> [Consigna A]
En el fragmento que sigue, sobre las influenciadoras y el matrimonio, localiza todos los incisos encerrados entre rayas. Cópialos sin las rayas, uno por línea.

Hace pocos días leía por esta nuestra red social mal gobernada por Elon Musk que hay una corriente de nuevas influenciadoras —sobre todo mujeres— que vuelven a tener como hito casarse. Y que lo explican, claro está. La cuestión es que me parece que todo forma parte de un gesto de rebote más profundo. Igual que la generación que ahora va de los veinte a los treinta años —en el caso de servidora, más hacia los treinta que hacia los veinte— ha pretendido desactivar los discursos poligámicos, parece que también ha puesto en marcha un retorno hacia el matrimonio como sinónimo de éxito en el campo de las relaciones románticas. Al fin y al cabo, sin embargo, echa raíces en varios factores. Lo más evidente y banal es que algunas de las influenciadoras más seguidas —que, por lo tanto, tienen medios para llevar a cabo una planificación familiar menos coartada por el factor económico— se casan y lo muestran. Como con cualquier objeto que se dispone en el escaparate de las redes sociales, casarse se reviste de una membrana de idilio todavía más idílica que la connotación con que el acto ya cuenta de base. Los sujetos a quienes muchos buscan imitar, pues, son gente que, si tiene algún escrúpulo con la institución del matrimonio, no lo muestra. Me parece que eso es lo que hay en la fachada. Como con todo, sin embargo, con la fachada no es suficiente.

> [Consigna B]
Repite el tramo del listado que aparece a continuación desde la línea que contiene "Task: pin the row" hasta la línea que contiene "point(361, 424)". Incluye ambas líneas.

> [Datos de trabajo]
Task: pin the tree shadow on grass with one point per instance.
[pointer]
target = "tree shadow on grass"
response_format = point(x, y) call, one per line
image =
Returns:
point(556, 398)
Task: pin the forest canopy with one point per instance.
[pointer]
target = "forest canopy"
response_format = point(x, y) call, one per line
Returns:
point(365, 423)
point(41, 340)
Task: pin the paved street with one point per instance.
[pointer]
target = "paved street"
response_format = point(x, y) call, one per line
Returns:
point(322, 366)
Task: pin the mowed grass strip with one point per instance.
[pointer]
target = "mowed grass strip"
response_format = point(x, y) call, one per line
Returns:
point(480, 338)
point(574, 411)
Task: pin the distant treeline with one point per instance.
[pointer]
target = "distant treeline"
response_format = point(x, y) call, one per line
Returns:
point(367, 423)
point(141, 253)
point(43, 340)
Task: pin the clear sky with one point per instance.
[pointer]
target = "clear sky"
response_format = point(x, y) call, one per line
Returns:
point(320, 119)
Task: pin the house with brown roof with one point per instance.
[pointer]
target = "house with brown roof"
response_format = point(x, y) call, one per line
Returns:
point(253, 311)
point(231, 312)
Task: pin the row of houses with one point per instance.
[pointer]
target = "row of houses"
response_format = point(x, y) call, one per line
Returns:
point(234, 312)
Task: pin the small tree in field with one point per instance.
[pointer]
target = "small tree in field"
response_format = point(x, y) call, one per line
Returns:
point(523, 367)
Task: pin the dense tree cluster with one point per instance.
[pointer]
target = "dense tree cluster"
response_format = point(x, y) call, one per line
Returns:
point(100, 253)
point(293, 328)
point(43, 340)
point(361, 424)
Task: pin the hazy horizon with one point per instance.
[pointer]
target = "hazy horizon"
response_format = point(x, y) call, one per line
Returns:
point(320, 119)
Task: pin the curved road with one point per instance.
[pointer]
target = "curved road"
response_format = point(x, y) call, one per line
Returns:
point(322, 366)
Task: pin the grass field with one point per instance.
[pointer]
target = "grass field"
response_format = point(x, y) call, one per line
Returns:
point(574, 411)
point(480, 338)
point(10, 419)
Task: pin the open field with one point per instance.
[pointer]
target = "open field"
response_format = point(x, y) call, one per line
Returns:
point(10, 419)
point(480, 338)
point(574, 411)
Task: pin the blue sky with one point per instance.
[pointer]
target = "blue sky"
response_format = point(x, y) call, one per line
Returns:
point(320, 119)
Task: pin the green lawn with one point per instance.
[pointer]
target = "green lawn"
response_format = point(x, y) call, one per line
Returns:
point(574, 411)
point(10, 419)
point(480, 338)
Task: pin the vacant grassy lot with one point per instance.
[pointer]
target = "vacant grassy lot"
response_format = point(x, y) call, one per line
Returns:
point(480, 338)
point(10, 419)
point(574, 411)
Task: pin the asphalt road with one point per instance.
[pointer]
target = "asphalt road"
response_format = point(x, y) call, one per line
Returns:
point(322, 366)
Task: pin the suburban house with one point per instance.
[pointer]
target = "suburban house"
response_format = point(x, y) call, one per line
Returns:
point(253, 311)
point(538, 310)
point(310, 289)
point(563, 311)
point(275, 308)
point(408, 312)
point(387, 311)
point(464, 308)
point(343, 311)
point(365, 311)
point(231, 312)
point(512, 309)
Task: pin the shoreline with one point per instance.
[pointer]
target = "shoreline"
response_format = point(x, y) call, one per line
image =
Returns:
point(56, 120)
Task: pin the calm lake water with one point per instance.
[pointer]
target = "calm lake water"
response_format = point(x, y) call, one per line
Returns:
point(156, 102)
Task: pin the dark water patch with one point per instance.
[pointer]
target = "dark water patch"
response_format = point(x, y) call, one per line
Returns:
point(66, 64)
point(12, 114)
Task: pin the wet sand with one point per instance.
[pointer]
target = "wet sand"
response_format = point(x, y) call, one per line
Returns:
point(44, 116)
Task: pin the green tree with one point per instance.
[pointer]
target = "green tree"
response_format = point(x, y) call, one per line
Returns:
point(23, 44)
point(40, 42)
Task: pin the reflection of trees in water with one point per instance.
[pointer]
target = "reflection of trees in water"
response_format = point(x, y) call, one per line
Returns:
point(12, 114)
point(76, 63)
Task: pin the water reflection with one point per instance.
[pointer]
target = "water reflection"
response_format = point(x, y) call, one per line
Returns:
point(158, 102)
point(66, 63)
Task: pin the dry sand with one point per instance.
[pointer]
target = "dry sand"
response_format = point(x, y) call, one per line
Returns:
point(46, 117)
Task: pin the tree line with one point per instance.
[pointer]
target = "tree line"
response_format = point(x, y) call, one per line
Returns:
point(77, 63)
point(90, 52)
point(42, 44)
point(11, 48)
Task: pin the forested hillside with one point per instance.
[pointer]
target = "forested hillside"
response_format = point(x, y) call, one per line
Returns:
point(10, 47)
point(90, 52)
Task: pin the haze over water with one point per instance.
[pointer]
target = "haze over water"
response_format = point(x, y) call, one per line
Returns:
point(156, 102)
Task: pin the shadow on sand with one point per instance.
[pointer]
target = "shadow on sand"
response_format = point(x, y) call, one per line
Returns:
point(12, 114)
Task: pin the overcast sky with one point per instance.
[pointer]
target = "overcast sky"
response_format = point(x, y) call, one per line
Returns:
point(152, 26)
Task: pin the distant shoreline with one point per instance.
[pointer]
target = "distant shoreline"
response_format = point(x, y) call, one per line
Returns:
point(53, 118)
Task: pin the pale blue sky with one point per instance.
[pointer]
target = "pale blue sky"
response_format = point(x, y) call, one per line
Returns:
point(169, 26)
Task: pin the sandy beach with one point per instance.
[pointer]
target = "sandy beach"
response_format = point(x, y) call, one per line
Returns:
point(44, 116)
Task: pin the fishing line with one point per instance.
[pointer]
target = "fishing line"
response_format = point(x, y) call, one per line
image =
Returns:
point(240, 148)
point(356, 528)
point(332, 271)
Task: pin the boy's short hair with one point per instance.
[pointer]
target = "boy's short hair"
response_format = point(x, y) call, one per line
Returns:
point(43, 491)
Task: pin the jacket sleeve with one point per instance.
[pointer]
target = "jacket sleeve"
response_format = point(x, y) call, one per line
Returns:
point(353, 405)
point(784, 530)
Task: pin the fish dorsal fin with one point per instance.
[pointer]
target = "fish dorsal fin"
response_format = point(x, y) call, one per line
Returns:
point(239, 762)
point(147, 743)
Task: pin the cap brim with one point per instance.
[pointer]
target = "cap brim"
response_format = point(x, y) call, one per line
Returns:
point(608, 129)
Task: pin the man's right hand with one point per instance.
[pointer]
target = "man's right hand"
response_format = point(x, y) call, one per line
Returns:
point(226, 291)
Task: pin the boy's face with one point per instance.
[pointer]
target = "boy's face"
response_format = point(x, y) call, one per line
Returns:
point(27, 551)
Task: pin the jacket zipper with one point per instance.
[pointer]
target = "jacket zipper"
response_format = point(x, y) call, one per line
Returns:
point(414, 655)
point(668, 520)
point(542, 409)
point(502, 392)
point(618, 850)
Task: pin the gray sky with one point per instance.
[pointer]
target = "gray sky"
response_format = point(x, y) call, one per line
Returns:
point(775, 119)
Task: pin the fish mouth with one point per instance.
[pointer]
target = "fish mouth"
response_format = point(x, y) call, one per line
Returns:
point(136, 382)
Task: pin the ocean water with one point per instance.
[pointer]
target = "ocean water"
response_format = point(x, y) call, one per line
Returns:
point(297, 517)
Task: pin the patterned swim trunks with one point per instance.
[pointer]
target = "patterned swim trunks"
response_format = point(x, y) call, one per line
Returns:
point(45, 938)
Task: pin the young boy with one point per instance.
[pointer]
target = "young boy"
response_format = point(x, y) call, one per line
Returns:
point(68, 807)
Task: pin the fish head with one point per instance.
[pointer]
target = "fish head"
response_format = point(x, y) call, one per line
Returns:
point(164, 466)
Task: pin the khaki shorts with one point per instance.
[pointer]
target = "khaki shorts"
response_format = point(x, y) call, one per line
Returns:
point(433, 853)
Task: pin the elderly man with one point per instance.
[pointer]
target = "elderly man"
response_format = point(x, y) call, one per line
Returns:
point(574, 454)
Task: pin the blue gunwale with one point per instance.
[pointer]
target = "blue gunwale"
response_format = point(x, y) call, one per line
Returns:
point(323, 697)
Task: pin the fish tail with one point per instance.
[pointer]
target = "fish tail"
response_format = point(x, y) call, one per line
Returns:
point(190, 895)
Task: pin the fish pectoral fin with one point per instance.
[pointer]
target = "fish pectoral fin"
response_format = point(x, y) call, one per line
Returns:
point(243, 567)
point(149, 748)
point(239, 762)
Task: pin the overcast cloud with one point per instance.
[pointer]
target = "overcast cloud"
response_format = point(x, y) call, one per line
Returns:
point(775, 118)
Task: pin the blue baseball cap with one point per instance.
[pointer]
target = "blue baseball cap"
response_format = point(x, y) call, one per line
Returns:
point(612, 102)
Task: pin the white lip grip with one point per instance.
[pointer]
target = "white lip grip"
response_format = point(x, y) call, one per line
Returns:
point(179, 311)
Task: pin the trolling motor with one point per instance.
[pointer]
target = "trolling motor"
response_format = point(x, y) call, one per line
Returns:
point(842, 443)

> [Respuesta correcta A]
sobre todo mujeres
en el caso de servidora, más hacia los treinta que hacia los veinte
que, por lo tanto, tienen medios para llevar a cabo una planificación familiar menos coartada por el factor económico

> [Respuesta correcta B]
Task: pin the row of houses with one point per instance.
[pointer]
target = "row of houses"
response_format = point(x, y) call, one per line
Returns:
point(234, 312)
Task: pin the small tree in field with one point per instance.
[pointer]
target = "small tree in field"
response_format = point(x, y) call, one per line
Returns:
point(523, 367)
Task: pin the dense tree cluster with one point per instance.
[pointer]
target = "dense tree cluster"
response_format = point(x, y) call, one per line
Returns:
point(100, 253)
point(293, 328)
point(43, 340)
point(361, 424)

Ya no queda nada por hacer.